- SET TASK -
How many lines in the items below contain the string "windshield"? Reply with the number alone.

(Rows from an object pointing dataset)
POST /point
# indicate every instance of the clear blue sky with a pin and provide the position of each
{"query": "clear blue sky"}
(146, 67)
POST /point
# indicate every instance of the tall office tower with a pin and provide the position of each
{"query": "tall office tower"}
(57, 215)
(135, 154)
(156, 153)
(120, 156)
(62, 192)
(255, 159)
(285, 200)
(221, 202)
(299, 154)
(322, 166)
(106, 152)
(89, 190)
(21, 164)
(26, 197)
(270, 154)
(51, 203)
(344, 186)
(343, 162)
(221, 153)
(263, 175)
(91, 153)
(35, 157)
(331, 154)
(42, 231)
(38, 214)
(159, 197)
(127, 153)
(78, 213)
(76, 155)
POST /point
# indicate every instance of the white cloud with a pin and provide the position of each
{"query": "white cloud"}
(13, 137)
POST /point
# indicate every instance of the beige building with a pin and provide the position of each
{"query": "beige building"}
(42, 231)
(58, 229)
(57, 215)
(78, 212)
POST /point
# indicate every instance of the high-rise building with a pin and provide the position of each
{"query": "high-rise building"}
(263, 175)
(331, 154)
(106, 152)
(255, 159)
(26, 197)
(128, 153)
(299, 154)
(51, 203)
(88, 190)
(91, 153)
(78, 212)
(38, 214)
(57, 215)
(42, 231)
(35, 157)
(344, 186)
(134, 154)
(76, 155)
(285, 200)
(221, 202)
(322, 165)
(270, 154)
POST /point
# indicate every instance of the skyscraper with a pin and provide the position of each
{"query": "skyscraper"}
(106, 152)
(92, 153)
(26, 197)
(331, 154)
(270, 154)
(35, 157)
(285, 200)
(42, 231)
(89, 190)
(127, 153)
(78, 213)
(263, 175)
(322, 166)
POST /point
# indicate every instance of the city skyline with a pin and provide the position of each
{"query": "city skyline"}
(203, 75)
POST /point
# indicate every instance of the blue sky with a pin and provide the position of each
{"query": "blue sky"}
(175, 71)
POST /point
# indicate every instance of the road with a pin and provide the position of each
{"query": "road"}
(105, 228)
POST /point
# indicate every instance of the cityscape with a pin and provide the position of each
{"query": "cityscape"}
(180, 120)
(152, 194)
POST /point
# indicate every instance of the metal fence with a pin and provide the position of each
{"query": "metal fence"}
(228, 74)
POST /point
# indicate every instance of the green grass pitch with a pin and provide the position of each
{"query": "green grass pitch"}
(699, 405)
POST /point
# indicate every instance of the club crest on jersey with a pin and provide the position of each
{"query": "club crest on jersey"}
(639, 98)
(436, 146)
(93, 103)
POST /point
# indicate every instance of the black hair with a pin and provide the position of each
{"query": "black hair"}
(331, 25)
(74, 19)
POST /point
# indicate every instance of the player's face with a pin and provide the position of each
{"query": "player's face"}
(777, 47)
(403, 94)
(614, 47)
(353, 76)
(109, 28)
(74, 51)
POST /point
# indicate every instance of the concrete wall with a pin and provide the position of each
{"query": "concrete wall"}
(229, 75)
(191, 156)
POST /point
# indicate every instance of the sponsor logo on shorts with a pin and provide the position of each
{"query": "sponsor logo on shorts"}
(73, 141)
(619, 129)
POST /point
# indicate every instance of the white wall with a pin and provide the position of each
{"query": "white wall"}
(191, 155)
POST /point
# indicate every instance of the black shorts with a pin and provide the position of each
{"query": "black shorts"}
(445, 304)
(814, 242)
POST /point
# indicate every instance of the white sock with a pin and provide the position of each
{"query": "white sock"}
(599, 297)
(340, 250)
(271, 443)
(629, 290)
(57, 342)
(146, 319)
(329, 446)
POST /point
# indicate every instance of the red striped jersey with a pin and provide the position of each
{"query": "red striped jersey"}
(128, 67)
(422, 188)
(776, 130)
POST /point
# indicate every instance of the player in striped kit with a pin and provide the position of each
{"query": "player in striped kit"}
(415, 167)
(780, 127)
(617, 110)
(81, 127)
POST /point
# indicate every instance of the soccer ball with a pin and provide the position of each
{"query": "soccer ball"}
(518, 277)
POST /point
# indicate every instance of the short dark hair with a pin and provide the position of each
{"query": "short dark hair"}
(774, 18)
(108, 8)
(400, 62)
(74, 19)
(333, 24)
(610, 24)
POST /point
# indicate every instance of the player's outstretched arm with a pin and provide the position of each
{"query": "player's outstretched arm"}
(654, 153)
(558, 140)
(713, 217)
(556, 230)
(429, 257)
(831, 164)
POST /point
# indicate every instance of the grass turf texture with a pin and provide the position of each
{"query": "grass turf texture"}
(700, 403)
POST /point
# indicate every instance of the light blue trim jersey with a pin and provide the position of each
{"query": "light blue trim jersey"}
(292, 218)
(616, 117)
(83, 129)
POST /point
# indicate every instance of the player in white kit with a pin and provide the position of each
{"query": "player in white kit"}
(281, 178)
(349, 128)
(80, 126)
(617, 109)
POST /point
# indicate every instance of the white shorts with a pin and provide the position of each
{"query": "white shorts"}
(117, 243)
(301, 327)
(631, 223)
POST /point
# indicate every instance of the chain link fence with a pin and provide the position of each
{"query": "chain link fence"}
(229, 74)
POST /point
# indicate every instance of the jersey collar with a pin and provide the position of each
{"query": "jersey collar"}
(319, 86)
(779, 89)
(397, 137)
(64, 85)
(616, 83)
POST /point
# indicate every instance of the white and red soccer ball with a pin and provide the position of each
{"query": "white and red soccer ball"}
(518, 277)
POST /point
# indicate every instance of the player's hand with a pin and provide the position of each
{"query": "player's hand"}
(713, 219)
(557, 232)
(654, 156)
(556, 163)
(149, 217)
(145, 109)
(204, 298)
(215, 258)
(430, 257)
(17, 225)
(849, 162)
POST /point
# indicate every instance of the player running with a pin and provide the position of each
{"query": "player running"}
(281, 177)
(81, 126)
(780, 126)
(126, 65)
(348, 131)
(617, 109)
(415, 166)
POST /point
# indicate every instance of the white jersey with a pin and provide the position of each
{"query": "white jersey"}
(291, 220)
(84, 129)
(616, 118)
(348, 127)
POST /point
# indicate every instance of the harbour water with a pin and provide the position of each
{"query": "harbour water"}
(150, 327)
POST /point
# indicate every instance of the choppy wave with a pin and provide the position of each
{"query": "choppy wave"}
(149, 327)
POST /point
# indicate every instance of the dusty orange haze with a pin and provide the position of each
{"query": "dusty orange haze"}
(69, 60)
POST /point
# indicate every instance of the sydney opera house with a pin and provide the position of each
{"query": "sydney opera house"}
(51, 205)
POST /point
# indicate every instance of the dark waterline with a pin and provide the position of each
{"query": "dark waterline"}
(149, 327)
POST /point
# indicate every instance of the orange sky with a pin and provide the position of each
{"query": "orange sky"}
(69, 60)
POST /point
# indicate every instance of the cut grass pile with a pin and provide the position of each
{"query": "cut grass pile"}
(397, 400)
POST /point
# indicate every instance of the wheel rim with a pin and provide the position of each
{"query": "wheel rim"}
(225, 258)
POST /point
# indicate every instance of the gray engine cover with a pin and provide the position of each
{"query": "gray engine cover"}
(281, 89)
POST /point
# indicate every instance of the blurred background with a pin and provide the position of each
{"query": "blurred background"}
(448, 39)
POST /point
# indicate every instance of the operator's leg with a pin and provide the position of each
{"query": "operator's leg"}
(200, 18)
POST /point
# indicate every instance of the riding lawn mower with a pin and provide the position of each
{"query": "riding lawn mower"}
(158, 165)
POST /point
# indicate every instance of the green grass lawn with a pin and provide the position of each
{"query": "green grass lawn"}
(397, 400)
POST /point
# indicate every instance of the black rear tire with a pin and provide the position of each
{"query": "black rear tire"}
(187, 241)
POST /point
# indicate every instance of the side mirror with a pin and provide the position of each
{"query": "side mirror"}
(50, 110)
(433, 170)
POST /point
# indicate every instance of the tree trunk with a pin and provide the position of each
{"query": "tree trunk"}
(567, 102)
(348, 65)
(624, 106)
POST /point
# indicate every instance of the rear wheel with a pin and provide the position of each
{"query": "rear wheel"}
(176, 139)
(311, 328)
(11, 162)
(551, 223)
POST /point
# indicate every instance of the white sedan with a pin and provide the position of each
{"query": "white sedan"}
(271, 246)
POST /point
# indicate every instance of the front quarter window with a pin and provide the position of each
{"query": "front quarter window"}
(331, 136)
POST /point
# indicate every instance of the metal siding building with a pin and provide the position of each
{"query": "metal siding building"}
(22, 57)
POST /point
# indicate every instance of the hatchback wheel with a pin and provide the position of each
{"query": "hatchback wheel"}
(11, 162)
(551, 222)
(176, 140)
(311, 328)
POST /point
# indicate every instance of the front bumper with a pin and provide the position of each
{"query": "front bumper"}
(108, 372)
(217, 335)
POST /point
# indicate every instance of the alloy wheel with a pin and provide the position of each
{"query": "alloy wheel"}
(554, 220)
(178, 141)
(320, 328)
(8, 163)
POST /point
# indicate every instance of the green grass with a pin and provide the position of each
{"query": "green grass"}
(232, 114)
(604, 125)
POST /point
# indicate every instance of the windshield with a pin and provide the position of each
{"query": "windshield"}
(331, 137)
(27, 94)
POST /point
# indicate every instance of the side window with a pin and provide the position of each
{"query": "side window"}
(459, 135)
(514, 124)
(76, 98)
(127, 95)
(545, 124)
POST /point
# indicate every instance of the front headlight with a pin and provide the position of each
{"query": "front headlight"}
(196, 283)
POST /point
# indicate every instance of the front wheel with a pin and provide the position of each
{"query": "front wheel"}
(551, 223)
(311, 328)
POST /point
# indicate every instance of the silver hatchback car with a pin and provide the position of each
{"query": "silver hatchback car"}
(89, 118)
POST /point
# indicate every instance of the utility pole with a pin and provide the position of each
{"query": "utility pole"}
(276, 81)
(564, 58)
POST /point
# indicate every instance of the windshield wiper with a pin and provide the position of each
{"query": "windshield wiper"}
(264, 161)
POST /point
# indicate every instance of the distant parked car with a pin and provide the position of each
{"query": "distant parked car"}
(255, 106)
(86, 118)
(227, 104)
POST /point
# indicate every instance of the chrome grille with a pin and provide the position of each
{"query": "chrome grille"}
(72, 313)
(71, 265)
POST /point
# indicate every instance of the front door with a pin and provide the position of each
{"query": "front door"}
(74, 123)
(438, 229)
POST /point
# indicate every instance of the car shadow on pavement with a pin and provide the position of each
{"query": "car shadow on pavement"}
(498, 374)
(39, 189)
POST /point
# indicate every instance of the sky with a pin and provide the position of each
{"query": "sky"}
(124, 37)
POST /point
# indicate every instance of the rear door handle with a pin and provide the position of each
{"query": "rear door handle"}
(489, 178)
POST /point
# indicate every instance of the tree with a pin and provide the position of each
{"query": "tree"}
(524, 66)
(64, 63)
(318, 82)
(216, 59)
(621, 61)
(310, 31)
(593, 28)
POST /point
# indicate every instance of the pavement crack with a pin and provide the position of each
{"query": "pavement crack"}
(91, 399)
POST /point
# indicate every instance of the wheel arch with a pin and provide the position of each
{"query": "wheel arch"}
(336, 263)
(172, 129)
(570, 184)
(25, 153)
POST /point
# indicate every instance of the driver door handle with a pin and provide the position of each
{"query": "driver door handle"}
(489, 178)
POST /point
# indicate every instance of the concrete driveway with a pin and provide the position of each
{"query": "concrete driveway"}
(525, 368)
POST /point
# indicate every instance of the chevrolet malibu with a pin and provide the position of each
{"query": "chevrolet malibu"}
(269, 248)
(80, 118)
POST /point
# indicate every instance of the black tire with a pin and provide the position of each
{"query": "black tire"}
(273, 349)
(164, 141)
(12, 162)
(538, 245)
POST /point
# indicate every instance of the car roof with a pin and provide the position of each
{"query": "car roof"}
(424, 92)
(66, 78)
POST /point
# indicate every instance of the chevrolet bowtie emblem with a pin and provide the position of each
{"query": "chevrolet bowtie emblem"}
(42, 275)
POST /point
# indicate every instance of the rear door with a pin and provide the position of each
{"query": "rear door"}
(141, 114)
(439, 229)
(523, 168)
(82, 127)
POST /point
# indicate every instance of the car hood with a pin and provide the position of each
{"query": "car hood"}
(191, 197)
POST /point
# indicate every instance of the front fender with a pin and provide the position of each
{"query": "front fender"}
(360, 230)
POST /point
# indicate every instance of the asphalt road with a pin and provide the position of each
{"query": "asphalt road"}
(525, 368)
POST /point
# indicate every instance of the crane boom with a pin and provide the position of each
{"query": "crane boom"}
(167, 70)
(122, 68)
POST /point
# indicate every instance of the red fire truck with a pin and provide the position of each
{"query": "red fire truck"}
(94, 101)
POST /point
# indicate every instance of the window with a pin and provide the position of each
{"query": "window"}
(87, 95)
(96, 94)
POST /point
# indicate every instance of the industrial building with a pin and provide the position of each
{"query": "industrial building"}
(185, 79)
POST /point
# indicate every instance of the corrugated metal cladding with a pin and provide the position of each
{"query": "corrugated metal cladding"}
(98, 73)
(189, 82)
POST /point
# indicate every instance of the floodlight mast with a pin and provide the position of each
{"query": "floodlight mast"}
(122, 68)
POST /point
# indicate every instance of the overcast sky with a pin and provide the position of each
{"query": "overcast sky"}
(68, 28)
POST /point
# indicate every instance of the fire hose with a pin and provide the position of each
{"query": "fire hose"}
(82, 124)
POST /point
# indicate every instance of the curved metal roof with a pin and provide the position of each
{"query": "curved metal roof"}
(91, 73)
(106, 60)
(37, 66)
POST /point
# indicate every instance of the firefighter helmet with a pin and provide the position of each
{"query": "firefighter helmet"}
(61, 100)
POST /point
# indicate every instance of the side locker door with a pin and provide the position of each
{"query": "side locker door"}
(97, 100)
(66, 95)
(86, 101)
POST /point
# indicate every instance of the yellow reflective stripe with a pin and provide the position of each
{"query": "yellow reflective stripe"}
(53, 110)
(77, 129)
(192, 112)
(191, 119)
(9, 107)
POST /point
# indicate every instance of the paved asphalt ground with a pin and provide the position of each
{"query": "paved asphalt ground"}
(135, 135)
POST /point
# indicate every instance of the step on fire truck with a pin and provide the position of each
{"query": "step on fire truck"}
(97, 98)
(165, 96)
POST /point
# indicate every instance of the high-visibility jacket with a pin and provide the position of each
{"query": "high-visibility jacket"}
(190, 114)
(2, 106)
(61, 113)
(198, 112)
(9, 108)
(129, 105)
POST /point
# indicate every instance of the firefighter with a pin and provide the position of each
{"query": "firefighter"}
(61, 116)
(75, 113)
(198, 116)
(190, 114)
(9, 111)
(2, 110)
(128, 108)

- TASK OUTPUT -
4